- **Goal of the exercise**
Exactly repeat the line that contains "of the power", then every line after it up to and including the final line.

- **Excerpted records**
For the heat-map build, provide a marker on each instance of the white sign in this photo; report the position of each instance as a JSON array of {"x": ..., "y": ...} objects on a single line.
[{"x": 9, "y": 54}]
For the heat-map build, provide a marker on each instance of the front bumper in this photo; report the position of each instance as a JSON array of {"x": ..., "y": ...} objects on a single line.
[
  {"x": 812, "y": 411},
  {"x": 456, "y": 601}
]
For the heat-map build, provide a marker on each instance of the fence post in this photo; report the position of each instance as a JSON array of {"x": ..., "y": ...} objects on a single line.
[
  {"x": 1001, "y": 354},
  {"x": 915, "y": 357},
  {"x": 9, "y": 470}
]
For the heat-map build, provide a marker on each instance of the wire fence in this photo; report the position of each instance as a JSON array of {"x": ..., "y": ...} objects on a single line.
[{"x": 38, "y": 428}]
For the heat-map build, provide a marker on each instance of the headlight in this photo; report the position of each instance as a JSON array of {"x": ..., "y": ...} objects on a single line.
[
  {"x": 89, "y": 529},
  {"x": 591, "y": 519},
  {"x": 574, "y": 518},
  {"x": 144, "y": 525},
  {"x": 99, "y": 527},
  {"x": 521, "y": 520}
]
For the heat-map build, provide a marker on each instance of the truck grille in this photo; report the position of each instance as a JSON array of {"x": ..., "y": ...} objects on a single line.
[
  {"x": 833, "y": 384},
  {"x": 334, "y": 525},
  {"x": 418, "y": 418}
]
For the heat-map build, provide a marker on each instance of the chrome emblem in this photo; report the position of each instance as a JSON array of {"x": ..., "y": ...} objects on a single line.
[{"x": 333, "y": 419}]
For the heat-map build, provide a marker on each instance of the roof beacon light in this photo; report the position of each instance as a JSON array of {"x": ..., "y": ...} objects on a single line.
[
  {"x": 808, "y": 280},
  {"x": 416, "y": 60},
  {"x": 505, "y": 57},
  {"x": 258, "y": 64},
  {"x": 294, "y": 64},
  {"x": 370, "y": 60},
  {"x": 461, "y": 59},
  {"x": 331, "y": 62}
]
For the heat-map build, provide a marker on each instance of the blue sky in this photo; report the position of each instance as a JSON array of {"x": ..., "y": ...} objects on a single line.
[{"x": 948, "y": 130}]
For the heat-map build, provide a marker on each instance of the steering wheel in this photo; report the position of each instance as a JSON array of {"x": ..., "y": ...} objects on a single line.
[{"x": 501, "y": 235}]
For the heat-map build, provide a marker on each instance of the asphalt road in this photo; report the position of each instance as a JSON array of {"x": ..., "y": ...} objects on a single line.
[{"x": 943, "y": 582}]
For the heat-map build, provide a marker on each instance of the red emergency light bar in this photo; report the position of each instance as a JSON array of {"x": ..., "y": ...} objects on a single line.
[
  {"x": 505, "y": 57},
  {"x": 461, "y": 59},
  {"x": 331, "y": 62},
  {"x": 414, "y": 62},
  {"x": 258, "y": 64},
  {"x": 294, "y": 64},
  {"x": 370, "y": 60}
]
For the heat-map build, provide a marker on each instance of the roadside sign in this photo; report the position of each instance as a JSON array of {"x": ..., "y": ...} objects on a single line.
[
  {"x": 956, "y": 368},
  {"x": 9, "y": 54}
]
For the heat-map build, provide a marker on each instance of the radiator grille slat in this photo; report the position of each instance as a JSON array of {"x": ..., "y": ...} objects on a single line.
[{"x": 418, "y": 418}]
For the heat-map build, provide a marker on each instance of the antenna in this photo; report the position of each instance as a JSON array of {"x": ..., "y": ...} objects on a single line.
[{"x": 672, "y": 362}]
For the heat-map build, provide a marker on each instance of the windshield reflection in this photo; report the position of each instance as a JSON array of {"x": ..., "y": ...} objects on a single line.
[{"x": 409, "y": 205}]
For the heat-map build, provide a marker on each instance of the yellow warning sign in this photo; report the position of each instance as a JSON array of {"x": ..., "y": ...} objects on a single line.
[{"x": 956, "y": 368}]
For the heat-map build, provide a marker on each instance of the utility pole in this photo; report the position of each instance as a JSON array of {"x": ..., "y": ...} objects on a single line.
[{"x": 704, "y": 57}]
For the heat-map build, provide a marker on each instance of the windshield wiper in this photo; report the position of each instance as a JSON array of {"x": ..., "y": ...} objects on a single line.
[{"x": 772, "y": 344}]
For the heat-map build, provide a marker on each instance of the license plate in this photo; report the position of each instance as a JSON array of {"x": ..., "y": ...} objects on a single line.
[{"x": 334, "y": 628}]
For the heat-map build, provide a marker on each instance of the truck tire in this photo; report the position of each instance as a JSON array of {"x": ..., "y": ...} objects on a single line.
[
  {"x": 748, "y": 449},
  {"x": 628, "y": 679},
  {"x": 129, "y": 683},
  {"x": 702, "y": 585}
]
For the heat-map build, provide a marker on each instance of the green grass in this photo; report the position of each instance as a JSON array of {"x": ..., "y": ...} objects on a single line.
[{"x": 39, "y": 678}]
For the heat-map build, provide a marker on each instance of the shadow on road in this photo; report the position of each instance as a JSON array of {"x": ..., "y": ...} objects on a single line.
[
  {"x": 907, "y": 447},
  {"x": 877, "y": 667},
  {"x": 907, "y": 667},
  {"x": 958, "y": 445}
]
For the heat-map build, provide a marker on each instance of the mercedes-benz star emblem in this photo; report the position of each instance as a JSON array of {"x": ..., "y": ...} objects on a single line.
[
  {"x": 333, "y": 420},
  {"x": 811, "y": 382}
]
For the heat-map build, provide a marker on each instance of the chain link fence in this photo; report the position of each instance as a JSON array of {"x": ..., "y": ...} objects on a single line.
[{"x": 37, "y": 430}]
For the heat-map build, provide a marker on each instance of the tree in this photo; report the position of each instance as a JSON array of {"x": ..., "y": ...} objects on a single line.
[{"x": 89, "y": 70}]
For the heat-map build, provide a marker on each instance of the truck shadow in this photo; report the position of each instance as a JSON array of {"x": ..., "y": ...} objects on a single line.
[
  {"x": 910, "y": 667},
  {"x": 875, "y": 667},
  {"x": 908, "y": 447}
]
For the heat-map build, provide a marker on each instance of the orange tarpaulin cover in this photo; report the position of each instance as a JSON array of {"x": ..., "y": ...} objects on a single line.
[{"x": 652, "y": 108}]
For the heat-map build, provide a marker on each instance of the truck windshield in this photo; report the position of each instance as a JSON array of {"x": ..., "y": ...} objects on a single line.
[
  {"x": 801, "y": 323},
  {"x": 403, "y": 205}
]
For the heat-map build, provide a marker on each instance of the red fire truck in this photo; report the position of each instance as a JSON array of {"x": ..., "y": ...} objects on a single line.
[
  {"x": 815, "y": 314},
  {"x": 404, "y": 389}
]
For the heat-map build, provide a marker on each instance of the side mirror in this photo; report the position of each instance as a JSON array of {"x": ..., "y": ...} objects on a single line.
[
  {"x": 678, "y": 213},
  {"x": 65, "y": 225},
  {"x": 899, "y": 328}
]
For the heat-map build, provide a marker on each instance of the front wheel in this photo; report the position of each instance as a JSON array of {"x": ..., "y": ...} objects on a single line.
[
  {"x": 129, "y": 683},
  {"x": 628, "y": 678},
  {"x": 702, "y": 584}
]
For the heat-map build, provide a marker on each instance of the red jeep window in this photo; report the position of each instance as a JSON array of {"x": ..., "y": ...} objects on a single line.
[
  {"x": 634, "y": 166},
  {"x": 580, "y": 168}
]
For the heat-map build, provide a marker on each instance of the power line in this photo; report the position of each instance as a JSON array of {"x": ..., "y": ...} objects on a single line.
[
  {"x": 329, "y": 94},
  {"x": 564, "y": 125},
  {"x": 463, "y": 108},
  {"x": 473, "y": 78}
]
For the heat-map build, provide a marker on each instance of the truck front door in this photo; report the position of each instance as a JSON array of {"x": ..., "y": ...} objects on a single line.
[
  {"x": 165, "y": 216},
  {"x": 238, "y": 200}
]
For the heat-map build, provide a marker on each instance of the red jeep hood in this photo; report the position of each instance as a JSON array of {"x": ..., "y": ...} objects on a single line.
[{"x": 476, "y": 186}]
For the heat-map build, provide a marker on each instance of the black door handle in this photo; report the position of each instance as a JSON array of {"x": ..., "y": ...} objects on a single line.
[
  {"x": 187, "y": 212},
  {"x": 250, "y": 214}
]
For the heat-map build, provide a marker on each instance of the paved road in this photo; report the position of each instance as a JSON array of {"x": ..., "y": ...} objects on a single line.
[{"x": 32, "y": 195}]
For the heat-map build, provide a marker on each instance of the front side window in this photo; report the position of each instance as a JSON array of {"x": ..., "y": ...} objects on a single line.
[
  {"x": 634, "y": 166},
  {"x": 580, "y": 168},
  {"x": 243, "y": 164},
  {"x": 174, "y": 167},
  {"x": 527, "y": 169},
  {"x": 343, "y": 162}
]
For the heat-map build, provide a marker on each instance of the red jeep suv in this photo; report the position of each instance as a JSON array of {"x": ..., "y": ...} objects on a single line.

- **Solution to the exercise**
For the heat-map build, provide a marker on each instance of the power line in this photo; report the position of each instance as a JSON array of {"x": ..., "y": ...} objects on a single line.
[
  {"x": 329, "y": 94},
  {"x": 564, "y": 125},
  {"x": 463, "y": 108},
  {"x": 473, "y": 78}
]
For the heat-map build, provide a marker on each instance of the truck front door in this photo; report the position of each instance as a JSON array of {"x": ..., "y": ...} objects on a single line.
[
  {"x": 165, "y": 216},
  {"x": 238, "y": 200}
]
For the heat-map build, provide a marker on each instance of the red jeep hood in this photo; report the position of each instance as a JSON array of {"x": ..., "y": ...} objects on a single line.
[{"x": 476, "y": 186}]
For the heat-map build, provide a marker on each instance of the black door handle in this photo; report the position of each instance as a JSON array of {"x": ..., "y": ...} objects on a single line.
[
  {"x": 187, "y": 212},
  {"x": 250, "y": 214}
]
For the heat-map build, provide a marker on each instance of the paved road in this photo; report the position of each instance as a JSON array of {"x": ..., "y": ...} objects on a single line.
[{"x": 32, "y": 195}]
For the heat-map build, provide a marker on each instance of the front side window in this photo; report the position of each instance as a JSON array of {"x": ..., "y": ...} objects on a single line.
[
  {"x": 634, "y": 166},
  {"x": 580, "y": 168},
  {"x": 243, "y": 164},
  {"x": 174, "y": 167},
  {"x": 527, "y": 169},
  {"x": 343, "y": 162}
]
For the heat-map build, provide a marker on each instance of the red jeep suv in this photo; report the position of each instance as a JSON array of {"x": ..., "y": ...} objects on a single line.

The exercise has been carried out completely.